* begin Dataset rows *
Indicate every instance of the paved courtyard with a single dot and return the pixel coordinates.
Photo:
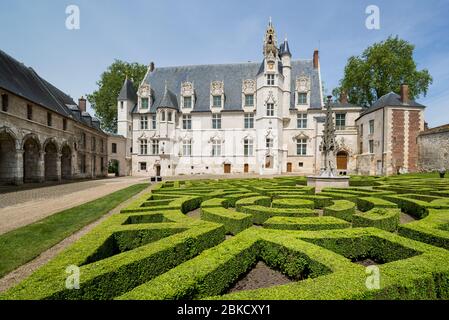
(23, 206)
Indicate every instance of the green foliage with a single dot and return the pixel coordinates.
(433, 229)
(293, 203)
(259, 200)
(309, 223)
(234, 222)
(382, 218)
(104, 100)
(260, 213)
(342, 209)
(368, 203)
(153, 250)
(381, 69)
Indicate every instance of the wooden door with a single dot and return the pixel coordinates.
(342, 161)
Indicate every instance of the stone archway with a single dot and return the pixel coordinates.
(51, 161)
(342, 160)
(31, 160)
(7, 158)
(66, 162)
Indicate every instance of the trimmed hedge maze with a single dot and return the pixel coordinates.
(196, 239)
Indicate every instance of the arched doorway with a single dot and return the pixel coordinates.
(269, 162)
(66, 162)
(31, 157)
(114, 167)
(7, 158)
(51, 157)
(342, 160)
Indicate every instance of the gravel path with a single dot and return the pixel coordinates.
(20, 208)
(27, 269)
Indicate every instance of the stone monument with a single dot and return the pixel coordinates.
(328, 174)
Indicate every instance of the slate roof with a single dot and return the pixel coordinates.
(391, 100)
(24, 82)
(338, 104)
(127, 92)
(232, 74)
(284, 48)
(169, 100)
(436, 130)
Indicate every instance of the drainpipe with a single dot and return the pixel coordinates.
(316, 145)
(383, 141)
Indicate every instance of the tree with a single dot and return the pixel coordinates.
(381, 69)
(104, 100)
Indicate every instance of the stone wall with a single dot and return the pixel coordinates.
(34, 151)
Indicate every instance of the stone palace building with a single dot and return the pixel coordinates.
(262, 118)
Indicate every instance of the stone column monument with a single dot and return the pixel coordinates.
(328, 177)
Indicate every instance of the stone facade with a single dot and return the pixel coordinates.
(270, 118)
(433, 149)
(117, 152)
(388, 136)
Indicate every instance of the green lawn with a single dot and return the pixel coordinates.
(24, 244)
* end Dataset rows *
Problem requirements: Copy all the entries word for word. Omit any pictures.

Result for this task:
Indicate every instance of the paved courtyard with a single dot and return the pixel coordinates.
Photo:
(23, 206)
Indicate every instance of the green foliage with a single dot and return the pixel coordinates.
(433, 229)
(293, 203)
(259, 200)
(309, 223)
(234, 222)
(382, 218)
(104, 100)
(260, 213)
(342, 209)
(368, 203)
(153, 250)
(381, 69)
Indicate every instance of the wooden door with a single dot and return the pixel coordinates.
(342, 161)
Indicate every instance of the stone archway with a single dot and return the pixel coordinates.
(51, 161)
(342, 160)
(31, 160)
(7, 158)
(66, 162)
Indicate every instance of the trimmed hedge maze with a single dot and return the pixel coordinates.
(196, 239)
Indicate every instance of the arched doorway with a single dot and return the pixel coordinates.
(269, 162)
(66, 162)
(31, 157)
(114, 167)
(7, 158)
(51, 157)
(342, 160)
Indicate every instance of the gravel path with a single dot and return the pixel coordinates.
(20, 208)
(27, 269)
Indicate every instance of the stone monument with a single dot and return the pixel coordinates.
(328, 174)
Indicate every instance of the slate roof with a single dot and return the pixel coordinates.
(391, 100)
(24, 82)
(338, 104)
(127, 92)
(232, 74)
(284, 48)
(169, 100)
(436, 130)
Indicate every instance of the drainpipe with a single dot and return the pixel coordinates.
(316, 145)
(383, 141)
Indicate every instance of the tree with a single dot and return the pixel coordinates.
(381, 69)
(104, 100)
Indicate every instance of the stone wall with a single dot and return the pixel coordinates.
(34, 151)
Indicate every instance of the stone palace building with a single dot and return the pixel coordinates.
(262, 118)
Indicate every instance of the stone column monument with a single dot and return the pixel coordinates.
(328, 177)
Indicate every instance of the stone facade with a single dot and return the pixel coordinates.
(270, 118)
(433, 149)
(117, 152)
(388, 136)
Indicate every instance of the green lawn with a single dot and return the pixel coordinates.
(24, 244)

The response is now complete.